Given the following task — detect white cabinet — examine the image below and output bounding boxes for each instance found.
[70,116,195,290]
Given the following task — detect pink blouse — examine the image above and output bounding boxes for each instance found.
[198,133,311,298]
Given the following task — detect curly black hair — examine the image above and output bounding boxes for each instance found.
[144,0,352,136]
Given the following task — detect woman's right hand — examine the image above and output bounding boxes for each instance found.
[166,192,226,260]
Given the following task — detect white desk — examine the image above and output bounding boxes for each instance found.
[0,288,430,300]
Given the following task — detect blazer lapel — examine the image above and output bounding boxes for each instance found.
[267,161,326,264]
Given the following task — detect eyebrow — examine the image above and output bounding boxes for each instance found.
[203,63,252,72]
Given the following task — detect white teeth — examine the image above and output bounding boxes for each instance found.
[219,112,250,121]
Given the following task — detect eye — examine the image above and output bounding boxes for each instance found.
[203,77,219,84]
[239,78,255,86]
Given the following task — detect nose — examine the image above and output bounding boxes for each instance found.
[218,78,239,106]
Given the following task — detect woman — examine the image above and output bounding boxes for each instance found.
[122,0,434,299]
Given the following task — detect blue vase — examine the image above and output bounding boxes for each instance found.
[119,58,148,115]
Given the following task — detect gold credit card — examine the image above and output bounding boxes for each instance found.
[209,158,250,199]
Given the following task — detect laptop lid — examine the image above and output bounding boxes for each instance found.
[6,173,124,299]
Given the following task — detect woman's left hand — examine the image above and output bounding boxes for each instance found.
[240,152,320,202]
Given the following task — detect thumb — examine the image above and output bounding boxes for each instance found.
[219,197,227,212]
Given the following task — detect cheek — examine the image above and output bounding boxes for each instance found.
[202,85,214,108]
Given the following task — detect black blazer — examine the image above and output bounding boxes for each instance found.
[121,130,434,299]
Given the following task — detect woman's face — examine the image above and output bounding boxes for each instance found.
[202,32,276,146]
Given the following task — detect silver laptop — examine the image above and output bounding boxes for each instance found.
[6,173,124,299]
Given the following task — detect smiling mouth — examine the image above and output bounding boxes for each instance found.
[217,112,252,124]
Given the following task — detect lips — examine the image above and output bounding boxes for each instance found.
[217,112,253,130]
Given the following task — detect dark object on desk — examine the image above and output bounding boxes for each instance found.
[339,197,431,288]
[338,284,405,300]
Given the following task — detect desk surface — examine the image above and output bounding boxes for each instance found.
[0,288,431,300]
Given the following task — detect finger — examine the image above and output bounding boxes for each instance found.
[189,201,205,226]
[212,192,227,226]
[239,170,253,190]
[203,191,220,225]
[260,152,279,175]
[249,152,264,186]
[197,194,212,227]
★ ★ ★ ★ ★ ★ ★
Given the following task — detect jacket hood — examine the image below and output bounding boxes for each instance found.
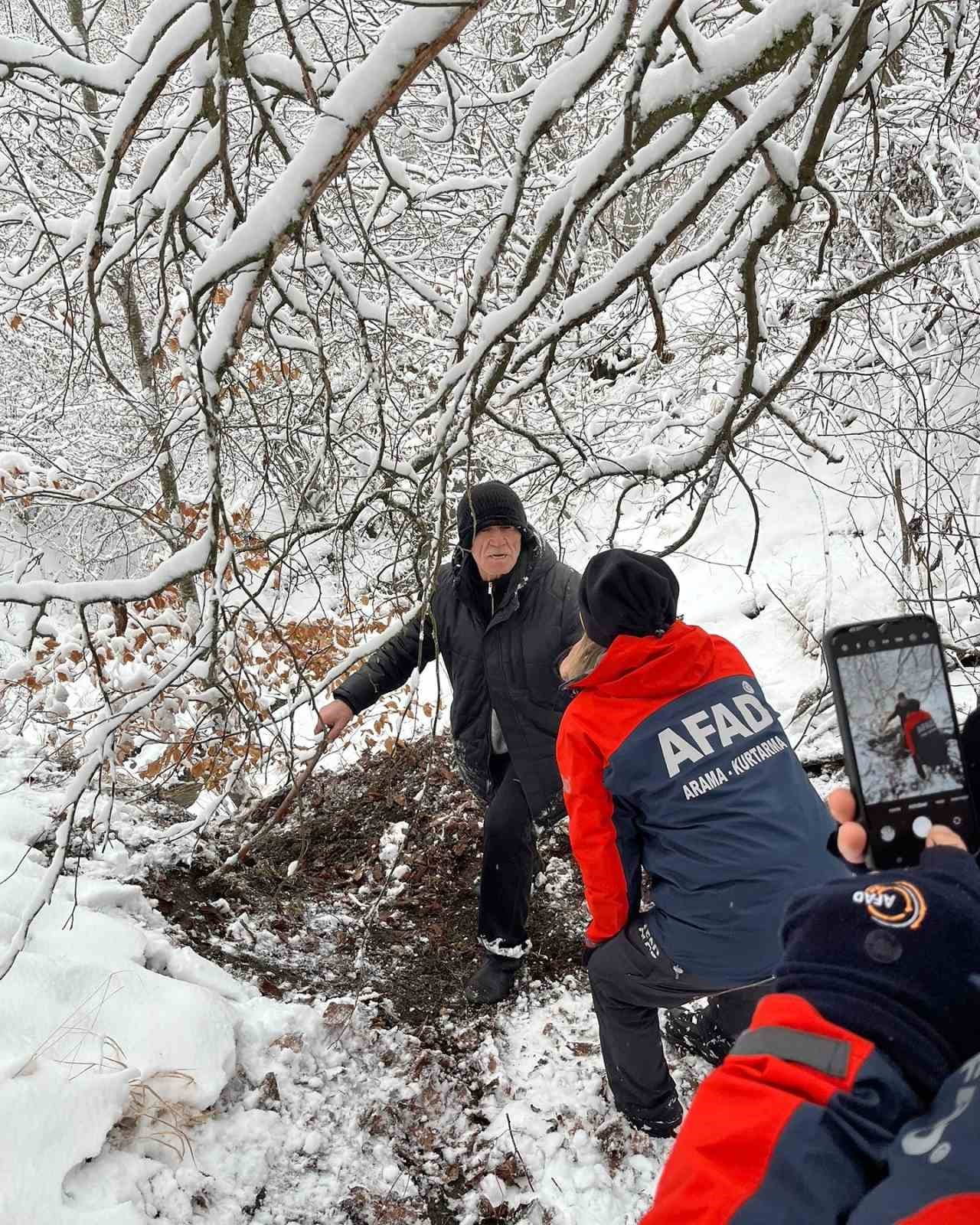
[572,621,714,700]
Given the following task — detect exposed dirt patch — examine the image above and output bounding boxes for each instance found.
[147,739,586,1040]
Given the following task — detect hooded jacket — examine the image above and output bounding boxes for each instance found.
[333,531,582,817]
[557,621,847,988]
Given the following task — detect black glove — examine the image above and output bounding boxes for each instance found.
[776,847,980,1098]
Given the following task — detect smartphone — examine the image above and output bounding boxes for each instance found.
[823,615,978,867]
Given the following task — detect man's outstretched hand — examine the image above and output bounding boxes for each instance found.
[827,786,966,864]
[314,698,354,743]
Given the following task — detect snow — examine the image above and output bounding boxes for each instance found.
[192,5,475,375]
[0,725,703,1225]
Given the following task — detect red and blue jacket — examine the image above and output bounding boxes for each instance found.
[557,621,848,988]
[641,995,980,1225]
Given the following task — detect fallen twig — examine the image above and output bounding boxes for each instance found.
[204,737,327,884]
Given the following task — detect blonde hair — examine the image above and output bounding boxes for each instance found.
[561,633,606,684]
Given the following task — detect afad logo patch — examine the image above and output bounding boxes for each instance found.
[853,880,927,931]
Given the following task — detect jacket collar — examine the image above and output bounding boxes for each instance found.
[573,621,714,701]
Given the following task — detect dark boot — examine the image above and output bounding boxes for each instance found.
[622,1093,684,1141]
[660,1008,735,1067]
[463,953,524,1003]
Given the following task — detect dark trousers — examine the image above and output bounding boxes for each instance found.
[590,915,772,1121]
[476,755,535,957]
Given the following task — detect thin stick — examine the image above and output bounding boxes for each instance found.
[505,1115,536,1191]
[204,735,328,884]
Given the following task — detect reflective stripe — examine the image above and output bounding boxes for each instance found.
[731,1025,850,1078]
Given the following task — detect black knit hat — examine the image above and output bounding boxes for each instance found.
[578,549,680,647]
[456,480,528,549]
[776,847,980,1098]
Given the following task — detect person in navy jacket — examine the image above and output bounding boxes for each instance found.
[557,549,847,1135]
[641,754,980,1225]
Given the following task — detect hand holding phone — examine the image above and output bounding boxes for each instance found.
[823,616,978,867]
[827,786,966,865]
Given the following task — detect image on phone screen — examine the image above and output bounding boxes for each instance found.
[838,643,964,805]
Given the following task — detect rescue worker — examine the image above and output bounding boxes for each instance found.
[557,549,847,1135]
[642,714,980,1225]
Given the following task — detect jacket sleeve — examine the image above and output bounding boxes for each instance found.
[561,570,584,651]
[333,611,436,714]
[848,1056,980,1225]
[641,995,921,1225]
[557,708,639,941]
★ ★ ★ ★ ★ ★ ★
Die Aufgabe | Schreib die Zeilen von oben unverändert ab, beginnend mit der Zeile, die „Given the following task — detect woman's face“ enthält, und endend mit der Zeile, die „[217,112,253,130]“ enthält, beide eingeschlossen.

Antwort |
Given the following task — detect woman's face — examine the image above and output bounding boxes for each instance found.
[202,32,276,146]
Given the following task — detect silver laptop — examine the image above and output bounding boxes for each instance found.
[6,173,124,299]
Given the following task — detect smiling mouth — examine the image above and output bounding boxes for each instance found.
[217,112,252,124]
Given the following task — detect lips — examine the image above and output bounding boxes for each instance found.
[217,112,253,130]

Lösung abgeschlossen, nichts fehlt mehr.